## Assigned task
Each entry below is to be copied verbatim, with no line missing.

## Given data

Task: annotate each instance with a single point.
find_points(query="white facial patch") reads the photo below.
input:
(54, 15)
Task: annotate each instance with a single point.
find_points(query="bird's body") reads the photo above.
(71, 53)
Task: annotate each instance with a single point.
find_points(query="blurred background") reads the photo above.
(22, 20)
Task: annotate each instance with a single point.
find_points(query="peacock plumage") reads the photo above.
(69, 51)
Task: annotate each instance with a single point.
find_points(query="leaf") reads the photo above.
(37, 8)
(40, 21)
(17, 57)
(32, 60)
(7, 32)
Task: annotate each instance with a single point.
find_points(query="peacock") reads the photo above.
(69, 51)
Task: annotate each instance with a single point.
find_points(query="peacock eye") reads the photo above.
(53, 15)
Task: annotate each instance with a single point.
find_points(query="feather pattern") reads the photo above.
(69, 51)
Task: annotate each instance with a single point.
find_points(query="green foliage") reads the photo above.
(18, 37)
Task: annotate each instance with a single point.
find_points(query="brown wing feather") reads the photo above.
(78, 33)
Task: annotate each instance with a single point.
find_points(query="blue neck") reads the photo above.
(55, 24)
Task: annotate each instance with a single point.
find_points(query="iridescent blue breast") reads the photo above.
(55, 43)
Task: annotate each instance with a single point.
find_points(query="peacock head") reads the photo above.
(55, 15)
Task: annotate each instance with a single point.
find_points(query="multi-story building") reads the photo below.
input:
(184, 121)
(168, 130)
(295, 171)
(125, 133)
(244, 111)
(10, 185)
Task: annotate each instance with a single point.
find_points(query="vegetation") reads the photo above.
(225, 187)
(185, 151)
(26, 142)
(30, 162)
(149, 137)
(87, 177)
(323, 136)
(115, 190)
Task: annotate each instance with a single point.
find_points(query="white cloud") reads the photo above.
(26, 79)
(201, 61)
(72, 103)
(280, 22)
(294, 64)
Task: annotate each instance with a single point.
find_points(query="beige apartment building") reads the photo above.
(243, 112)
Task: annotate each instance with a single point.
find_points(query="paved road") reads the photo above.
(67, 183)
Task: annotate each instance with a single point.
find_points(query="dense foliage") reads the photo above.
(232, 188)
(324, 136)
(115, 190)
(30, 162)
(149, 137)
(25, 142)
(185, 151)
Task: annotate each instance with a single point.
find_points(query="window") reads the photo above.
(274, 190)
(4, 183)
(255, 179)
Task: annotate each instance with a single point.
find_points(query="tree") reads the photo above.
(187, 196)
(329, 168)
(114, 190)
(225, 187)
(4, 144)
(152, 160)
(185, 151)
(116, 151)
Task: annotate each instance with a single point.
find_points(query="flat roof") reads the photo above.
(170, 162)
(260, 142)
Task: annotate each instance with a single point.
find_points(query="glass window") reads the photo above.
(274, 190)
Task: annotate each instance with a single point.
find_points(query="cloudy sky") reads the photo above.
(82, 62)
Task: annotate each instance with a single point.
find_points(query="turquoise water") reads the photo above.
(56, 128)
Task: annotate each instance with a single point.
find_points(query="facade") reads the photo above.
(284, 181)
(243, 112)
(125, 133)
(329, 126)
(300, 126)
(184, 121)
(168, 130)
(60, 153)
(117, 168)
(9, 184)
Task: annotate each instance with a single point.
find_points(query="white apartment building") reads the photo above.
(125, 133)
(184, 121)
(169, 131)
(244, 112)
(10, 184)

## Response below
Task: annotate each instance with a single point.
find_points(query="white facial patch") reads the photo below.
input:
(54, 15)
Task: annotate each instance with a single point.
find_points(query="bird's body") reads the photo above.
(71, 53)
Task: annotate each instance with a single point.
find_points(query="blurred background") reads the photo above.
(22, 20)
Task: annotate each instance with a single point.
find_points(query="peacock plumage") reads the photo above.
(69, 51)
Task: annotate each instance with a single point.
find_points(query="leaf") reads the photo above.
(37, 8)
(40, 21)
(17, 57)
(32, 60)
(7, 32)
Task: annotate each instance with a single point.
find_points(query="peacock") reads the photo above.
(69, 51)
Task: annotate each instance with a single point.
find_points(query="peacock eye") reads the photo above.
(53, 15)
Task: annotate each instance with a single point.
find_points(query="feather pattern") reads the photo above.
(69, 51)
Task: annotate each instance with a single point.
find_points(query="green foliage") reads the photo above.
(18, 37)
Task: annotate each instance with a single point.
find_points(query="brown wing feather") reads the photo above.
(78, 33)
Task: annotate each instance with a single point.
find_points(query="blue neck") reads the photo above.
(55, 24)
Task: annotate each instance with a single point.
find_points(query="iridescent blue breast") reads the photo above.
(55, 43)
Task: annotate each instance with a single point.
find_points(query="peacock head") reads the photo above.
(55, 15)
Task: annotate each instance with a single point.
find_points(query="multi-story building") reads the photo below.
input:
(184, 121)
(168, 130)
(295, 171)
(125, 133)
(244, 111)
(10, 185)
Task: annotate each instance with a single point.
find_points(query="vegetation") reads the photo above.
(225, 187)
(185, 151)
(26, 142)
(30, 162)
(149, 137)
(87, 177)
(323, 136)
(115, 190)
Task: annotate each instance with a single point.
find_points(query="white cloud") reads the photo above.
(26, 79)
(201, 61)
(72, 103)
(280, 22)
(294, 64)
Task: annotate each instance with a single point.
find_points(query="beige apartment building") reads the photo above.
(243, 112)
Task: annotate each instance with a single point.
find_points(query="paved road") reads the photo above.
(67, 183)
Task: annotate each instance with a single point.
find_points(query="dense foliage") reads the photo above.
(232, 188)
(324, 136)
(115, 190)
(30, 162)
(149, 137)
(25, 142)
(185, 151)
Task: annotate each instance with a single point.
find_points(query="window") reads the photo above.
(274, 190)
(4, 183)
(255, 179)
Task: annotate each instance with a single point.
find_points(query="tree") reads the photo above.
(187, 196)
(329, 168)
(114, 190)
(225, 187)
(4, 144)
(152, 160)
(185, 151)
(116, 151)
Task: annotate each instance with a single point.
find_points(query="flat roof") reads the photo above.
(170, 162)
(260, 142)
Task: annotate each instance with a single point.
find_points(query="glass window") reads the photo above.
(274, 190)
Task: annotate each instance with a single point.
find_points(query="cloudy sky") reads the photo above.
(82, 62)
Task: annotate each instance with a single point.
find_points(query="turquoise water") reads the photo above.
(56, 128)
Task: annotate each instance with a single point.
find_points(query="facade") reads the photo above.
(284, 181)
(243, 112)
(125, 133)
(329, 126)
(300, 126)
(184, 121)
(168, 130)
(60, 153)
(117, 168)
(9, 184)
Task: annotate each instance with a single point.
find_points(query="white apartment building") reads the photo above.
(125, 133)
(184, 121)
(169, 131)
(244, 112)
(10, 184)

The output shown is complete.